- _How to complete this task_
What the response needs is every record, repeated verbatim, and no images.

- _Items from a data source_
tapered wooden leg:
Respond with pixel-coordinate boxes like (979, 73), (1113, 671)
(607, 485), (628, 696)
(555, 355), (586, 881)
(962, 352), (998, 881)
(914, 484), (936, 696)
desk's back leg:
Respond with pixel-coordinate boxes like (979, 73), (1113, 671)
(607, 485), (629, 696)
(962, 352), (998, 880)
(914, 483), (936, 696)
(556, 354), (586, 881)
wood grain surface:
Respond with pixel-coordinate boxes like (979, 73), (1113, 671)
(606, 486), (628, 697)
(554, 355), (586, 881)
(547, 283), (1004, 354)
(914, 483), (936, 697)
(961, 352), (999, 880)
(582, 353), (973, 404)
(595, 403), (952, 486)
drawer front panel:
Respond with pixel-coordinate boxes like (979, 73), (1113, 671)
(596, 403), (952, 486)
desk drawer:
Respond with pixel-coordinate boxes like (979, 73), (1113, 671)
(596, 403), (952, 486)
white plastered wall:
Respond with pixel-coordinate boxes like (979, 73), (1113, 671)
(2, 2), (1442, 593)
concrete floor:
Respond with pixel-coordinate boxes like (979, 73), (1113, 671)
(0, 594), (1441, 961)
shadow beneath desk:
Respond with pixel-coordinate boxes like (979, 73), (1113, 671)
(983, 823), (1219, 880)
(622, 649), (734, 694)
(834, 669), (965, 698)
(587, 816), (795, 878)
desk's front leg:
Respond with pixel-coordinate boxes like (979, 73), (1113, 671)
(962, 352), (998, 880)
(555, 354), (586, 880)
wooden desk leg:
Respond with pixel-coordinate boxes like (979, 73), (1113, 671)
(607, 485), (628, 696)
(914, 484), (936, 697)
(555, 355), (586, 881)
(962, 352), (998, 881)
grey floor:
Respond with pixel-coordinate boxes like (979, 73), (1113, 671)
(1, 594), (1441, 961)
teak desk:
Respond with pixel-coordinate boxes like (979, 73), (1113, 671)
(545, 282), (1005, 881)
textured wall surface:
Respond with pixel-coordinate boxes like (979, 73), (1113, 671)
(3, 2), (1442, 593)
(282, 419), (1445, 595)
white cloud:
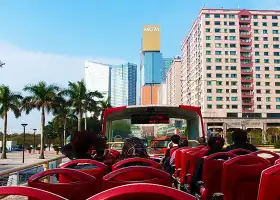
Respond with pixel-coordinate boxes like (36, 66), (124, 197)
(0, 42), (126, 133)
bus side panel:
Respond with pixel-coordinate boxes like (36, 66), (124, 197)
(187, 116), (201, 140)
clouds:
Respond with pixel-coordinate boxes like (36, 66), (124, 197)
(0, 42), (125, 132)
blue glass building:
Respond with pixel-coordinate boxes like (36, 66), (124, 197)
(143, 52), (163, 85)
(109, 63), (137, 107)
(162, 58), (173, 81)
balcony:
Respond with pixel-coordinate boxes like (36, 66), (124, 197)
(242, 108), (254, 113)
(240, 32), (251, 38)
(241, 62), (253, 67)
(242, 100), (254, 105)
(239, 17), (251, 23)
(240, 40), (252, 45)
(242, 92), (254, 97)
(240, 54), (252, 59)
(239, 25), (251, 31)
(241, 78), (253, 83)
(241, 84), (254, 90)
(241, 70), (253, 75)
(240, 47), (252, 52)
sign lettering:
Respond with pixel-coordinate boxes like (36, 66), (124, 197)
(144, 27), (160, 32)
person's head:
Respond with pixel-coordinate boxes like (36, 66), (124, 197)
(207, 134), (225, 153)
(168, 142), (174, 149)
(171, 134), (181, 145)
(71, 131), (95, 155)
(232, 129), (248, 144)
(198, 137), (206, 144)
(120, 137), (148, 159)
(178, 138), (188, 148)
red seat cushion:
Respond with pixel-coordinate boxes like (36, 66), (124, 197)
(221, 155), (271, 200)
(251, 150), (280, 165)
(112, 158), (161, 171)
(229, 148), (252, 155)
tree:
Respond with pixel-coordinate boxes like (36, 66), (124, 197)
(112, 120), (131, 139)
(266, 128), (280, 142)
(81, 116), (102, 133)
(0, 85), (22, 159)
(99, 97), (112, 124)
(62, 80), (103, 131)
(22, 81), (60, 159)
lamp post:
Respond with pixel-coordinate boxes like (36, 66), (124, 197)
(21, 123), (28, 163)
(33, 129), (37, 153)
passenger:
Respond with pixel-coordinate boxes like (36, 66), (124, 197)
(160, 142), (173, 167)
(190, 134), (225, 195)
(198, 137), (207, 146)
(59, 131), (77, 160)
(169, 137), (189, 166)
(167, 134), (181, 149)
(160, 134), (180, 167)
(226, 129), (258, 152)
(119, 137), (149, 160)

- _Solution to this task_
tapered wooden leg:
Respond with pixel-coordinate boxes like (979, 73), (1113, 671)
(607, 485), (628, 696)
(555, 355), (586, 881)
(962, 352), (998, 881)
(914, 484), (936, 696)
desk's back leg:
Respond with pixel-coordinate boxes like (979, 73), (1113, 671)
(607, 485), (629, 696)
(962, 352), (998, 880)
(914, 483), (936, 696)
(556, 354), (586, 881)
wood grain surface:
Respond with pixel-coordinate boxes like (979, 73), (1113, 671)
(606, 486), (628, 697)
(554, 355), (586, 881)
(547, 283), (1004, 354)
(914, 483), (936, 697)
(961, 352), (999, 880)
(582, 353), (973, 404)
(595, 403), (952, 486)
drawer front panel:
Respond with pixel-coordinate boxes like (979, 73), (1113, 671)
(596, 403), (952, 486)
desk drawer:
Respond with pixel-coordinate boxes like (979, 73), (1113, 671)
(596, 403), (952, 486)
white plastered wall:
Respond with pixel-coordinate boxes like (979, 73), (1113, 671)
(2, 2), (1442, 593)
concrete floor:
Respond with pixel-coordinate boxes like (979, 73), (1113, 671)
(0, 594), (1441, 961)
shadow beneath desk:
Respond with pixel-coordinate boxes like (979, 73), (1113, 671)
(983, 823), (1219, 880)
(622, 649), (734, 694)
(834, 669), (965, 698)
(587, 816), (795, 878)
desk's front leg:
Respond with pixel-coordinate boxes like (979, 73), (1113, 671)
(962, 352), (998, 880)
(555, 354), (586, 880)
wooden desk leg:
Respond with pixel-coordinate boxes like (979, 73), (1113, 671)
(607, 485), (628, 696)
(914, 484), (936, 697)
(555, 355), (586, 881)
(962, 352), (998, 881)
grey floor:
Respond with pixel-coordinate boxes like (979, 73), (1113, 671)
(1, 594), (1441, 961)
teak desk:
Respond with pixel-coordinate boxes like (979, 73), (1113, 671)
(545, 282), (1005, 881)
textured wall surface:
Respond with pixel-coordinate boxes like (979, 73), (1113, 671)
(3, 2), (1442, 593)
(282, 419), (1445, 595)
white cloud:
Respond with pixel-coordinate boxes like (36, 66), (124, 197)
(0, 42), (126, 133)
bus side panel:
Respond with pixel-coordinate boxes like (36, 66), (124, 197)
(187, 116), (201, 140)
clouds:
Respond with pixel-coordinate boxes like (36, 66), (124, 197)
(0, 42), (125, 132)
blue glass building:
Respond with pixel-coordinate boxes like (36, 66), (124, 197)
(143, 52), (163, 85)
(109, 63), (137, 107)
(162, 58), (173, 81)
balcony:
Respond with pixel-coordinate boxes like (36, 66), (124, 197)
(242, 108), (254, 113)
(240, 32), (251, 38)
(241, 62), (253, 67)
(242, 100), (254, 105)
(239, 17), (251, 23)
(240, 40), (252, 45)
(242, 92), (254, 97)
(240, 54), (252, 59)
(239, 25), (251, 31)
(241, 78), (253, 83)
(241, 84), (254, 90)
(241, 70), (253, 75)
(240, 47), (252, 52)
sign lettering:
Respond with pixel-coordinate boxes like (36, 66), (124, 197)
(144, 27), (160, 32)
person's head:
Respond with pixel-coordinate boxes like (36, 66), (124, 197)
(207, 134), (225, 153)
(168, 142), (174, 149)
(171, 134), (181, 145)
(71, 131), (95, 155)
(232, 129), (248, 144)
(198, 137), (206, 144)
(120, 137), (148, 159)
(178, 138), (188, 148)
red seat cushion:
Respond with pixel-coordinate boxes like (36, 66), (124, 197)
(221, 155), (271, 200)
(251, 150), (280, 165)
(112, 158), (161, 171)
(229, 148), (252, 155)
tree:
Respond with pixel-coordinate boxes like (36, 66), (124, 197)
(112, 120), (131, 139)
(266, 128), (280, 142)
(81, 116), (102, 133)
(0, 85), (22, 159)
(99, 97), (112, 124)
(62, 80), (103, 131)
(22, 81), (60, 159)
lamp post:
Respond with pixel-coordinate boxes like (36, 66), (124, 197)
(21, 123), (28, 163)
(33, 129), (37, 153)
passenger:
Respond with pixel-coordinate boxes like (36, 66), (124, 197)
(160, 142), (173, 167)
(190, 134), (225, 195)
(198, 137), (207, 146)
(59, 131), (77, 160)
(169, 137), (189, 166)
(167, 134), (181, 149)
(160, 134), (180, 167)
(226, 129), (258, 152)
(119, 137), (149, 160)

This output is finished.